- _Task requirements_:
Quote the rows below word for word, starting at the line that contains "Each instance receives one keypoint. Annotate the tree trunk" and continuing through the last row.

★ ★ ★ ★ ★

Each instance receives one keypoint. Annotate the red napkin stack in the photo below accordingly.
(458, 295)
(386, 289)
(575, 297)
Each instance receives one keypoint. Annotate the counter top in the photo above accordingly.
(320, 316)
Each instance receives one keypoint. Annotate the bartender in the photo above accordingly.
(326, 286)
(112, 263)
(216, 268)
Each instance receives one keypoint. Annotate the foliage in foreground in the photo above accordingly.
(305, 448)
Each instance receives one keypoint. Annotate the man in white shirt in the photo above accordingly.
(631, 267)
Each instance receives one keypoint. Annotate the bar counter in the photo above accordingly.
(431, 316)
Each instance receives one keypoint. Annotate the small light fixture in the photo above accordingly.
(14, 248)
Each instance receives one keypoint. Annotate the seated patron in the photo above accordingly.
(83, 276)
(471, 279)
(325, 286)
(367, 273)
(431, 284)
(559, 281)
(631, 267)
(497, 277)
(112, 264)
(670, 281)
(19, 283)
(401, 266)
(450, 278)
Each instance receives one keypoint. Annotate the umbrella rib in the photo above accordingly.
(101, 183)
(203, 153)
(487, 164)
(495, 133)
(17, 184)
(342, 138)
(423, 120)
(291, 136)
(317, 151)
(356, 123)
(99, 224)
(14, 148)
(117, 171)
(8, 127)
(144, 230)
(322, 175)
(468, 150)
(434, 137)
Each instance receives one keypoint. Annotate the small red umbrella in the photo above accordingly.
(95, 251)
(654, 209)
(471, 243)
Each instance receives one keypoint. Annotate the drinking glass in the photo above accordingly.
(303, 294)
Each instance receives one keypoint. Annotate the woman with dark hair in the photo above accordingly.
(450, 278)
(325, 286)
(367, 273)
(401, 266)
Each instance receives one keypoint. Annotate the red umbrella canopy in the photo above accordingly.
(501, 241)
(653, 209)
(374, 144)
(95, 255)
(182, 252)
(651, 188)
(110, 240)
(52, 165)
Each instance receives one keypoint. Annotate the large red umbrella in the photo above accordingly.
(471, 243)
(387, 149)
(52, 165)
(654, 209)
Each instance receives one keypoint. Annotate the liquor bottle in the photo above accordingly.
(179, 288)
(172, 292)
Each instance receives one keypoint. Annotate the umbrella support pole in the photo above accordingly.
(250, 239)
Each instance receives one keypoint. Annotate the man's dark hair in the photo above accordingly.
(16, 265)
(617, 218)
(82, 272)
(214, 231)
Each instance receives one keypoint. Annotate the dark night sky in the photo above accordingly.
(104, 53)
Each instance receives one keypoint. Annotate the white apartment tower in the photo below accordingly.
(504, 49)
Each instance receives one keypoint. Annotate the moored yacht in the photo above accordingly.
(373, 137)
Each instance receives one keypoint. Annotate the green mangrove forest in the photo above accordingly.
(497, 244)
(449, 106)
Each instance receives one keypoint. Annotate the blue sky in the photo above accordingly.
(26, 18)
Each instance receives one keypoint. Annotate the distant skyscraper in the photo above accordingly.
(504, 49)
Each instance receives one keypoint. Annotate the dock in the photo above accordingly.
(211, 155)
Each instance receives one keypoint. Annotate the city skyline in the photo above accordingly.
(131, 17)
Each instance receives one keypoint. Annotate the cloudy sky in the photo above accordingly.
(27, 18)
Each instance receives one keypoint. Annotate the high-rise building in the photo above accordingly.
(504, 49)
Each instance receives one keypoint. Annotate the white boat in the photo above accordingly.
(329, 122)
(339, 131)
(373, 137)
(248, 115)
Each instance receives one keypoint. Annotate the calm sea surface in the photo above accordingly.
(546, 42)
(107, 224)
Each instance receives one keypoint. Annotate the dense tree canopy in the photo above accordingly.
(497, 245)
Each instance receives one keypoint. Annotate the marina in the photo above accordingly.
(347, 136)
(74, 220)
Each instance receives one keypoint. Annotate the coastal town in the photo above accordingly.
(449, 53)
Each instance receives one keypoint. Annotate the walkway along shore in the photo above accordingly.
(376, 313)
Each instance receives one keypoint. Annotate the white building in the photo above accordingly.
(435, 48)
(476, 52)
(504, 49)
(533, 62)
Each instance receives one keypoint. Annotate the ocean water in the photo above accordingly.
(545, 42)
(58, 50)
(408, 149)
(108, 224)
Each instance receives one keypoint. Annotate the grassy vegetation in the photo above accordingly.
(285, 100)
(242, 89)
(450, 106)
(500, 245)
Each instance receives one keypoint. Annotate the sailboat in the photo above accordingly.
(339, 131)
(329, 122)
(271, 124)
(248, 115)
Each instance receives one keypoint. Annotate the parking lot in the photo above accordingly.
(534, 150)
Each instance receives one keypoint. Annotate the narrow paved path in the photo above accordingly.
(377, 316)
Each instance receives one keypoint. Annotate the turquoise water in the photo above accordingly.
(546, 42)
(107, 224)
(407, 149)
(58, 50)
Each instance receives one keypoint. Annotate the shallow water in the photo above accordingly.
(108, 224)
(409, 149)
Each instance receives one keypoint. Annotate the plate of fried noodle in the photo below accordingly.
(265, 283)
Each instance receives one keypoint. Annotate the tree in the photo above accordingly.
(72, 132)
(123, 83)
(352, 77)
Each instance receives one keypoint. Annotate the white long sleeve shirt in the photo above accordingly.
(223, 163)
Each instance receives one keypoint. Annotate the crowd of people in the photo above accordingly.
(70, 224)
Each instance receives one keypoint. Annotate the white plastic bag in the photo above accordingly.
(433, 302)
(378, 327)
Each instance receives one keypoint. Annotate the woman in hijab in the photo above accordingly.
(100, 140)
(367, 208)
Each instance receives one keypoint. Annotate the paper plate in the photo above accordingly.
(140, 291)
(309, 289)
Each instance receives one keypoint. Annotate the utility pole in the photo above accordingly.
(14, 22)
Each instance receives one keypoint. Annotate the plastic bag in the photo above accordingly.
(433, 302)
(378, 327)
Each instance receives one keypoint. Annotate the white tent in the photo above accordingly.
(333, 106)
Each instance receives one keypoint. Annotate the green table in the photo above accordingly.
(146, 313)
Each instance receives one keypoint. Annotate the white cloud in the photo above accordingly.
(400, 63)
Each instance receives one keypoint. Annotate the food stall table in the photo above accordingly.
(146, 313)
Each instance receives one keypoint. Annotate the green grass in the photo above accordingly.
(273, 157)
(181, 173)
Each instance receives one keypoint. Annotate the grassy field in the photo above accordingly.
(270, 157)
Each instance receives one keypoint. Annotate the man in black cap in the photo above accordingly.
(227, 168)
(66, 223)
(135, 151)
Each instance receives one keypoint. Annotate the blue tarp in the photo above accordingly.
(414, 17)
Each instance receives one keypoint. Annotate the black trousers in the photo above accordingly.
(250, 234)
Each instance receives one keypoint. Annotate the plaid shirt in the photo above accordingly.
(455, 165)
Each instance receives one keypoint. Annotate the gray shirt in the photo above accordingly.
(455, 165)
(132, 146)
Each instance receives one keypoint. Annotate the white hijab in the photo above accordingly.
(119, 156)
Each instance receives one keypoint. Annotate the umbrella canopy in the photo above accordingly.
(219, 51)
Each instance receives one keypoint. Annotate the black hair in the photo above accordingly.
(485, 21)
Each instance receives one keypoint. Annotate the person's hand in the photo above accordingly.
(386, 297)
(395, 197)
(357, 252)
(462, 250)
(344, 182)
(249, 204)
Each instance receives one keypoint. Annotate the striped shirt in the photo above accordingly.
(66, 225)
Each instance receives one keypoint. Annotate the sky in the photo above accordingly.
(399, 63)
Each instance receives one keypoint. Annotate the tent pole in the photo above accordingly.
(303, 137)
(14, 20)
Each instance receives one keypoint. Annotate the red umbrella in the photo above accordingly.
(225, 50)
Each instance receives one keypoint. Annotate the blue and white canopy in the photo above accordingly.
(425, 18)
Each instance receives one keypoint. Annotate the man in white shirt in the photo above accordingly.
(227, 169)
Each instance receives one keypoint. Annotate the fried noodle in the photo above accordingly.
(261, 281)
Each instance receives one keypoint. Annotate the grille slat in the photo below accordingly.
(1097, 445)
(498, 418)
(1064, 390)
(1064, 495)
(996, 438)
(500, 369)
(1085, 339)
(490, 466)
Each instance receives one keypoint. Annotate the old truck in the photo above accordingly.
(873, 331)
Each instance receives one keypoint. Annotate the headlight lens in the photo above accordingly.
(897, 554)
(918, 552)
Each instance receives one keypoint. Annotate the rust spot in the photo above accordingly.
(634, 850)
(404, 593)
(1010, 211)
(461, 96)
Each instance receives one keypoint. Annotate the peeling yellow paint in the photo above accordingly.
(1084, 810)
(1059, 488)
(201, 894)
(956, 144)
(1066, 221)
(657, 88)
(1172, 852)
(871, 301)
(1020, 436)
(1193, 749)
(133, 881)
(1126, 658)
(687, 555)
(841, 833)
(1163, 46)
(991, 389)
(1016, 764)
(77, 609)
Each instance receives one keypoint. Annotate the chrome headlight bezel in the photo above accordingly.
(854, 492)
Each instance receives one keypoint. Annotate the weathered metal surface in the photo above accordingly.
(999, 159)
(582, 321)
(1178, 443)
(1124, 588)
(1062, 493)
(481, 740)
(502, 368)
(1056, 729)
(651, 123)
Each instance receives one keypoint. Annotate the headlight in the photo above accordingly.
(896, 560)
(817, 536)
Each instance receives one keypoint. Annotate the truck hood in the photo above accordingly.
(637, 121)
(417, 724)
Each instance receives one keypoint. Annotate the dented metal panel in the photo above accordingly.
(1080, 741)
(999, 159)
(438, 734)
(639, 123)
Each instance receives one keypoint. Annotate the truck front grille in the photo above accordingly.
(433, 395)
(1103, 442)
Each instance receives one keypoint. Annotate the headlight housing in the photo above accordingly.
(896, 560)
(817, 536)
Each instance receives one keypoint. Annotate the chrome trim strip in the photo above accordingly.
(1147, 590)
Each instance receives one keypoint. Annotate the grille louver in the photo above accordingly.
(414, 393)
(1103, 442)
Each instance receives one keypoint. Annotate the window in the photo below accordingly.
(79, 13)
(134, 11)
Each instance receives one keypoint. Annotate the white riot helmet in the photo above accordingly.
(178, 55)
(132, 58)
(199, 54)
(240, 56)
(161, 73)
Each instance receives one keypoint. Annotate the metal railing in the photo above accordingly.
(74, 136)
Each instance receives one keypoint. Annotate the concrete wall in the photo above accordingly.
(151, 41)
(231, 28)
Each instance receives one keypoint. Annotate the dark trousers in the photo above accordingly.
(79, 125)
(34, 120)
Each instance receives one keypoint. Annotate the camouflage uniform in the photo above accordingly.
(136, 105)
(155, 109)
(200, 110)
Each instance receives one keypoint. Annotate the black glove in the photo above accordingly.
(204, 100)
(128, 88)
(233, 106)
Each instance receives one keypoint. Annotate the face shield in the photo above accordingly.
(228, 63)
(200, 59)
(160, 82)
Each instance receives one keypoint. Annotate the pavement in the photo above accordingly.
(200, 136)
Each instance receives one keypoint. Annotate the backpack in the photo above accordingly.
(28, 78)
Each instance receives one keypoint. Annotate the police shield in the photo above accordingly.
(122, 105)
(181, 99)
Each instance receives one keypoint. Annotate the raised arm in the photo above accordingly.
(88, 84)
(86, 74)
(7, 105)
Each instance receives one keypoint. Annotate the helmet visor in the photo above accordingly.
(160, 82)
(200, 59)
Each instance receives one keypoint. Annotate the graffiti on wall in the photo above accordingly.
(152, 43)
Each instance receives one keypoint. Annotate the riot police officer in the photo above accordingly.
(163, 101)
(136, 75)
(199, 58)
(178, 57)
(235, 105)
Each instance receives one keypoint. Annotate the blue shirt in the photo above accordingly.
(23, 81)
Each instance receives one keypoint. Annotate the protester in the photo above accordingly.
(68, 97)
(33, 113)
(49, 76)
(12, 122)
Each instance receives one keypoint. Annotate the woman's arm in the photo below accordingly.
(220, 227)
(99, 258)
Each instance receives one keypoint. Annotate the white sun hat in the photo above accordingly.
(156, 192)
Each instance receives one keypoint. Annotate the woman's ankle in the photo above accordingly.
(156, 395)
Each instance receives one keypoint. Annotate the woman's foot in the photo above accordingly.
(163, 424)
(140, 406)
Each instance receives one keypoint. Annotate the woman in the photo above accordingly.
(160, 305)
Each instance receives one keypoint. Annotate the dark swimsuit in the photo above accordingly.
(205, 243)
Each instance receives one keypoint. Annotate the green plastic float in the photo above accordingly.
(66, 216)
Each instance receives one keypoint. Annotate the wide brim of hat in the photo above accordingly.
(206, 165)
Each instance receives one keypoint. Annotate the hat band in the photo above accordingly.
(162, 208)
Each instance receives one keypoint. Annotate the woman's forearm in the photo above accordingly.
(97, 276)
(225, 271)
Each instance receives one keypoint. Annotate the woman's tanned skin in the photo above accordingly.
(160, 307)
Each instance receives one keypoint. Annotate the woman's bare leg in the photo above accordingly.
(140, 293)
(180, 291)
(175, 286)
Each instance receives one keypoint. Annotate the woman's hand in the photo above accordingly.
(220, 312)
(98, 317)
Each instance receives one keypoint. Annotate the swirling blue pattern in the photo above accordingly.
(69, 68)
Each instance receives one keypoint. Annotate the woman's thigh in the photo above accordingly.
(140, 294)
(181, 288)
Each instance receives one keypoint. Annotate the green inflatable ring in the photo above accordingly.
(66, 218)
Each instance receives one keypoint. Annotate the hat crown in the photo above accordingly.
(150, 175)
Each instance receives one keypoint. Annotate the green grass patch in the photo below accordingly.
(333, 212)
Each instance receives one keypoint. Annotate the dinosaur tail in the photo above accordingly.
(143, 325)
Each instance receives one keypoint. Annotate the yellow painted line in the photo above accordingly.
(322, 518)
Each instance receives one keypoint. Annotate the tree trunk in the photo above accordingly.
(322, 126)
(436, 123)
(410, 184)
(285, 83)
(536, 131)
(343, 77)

★ ★ ★ ★ ★

- _Response to this exercise_:
Each instance receives one keypoint. Annotate the tree trunk in the photo above accordingly.
(322, 126)
(436, 123)
(410, 184)
(285, 83)
(536, 131)
(343, 77)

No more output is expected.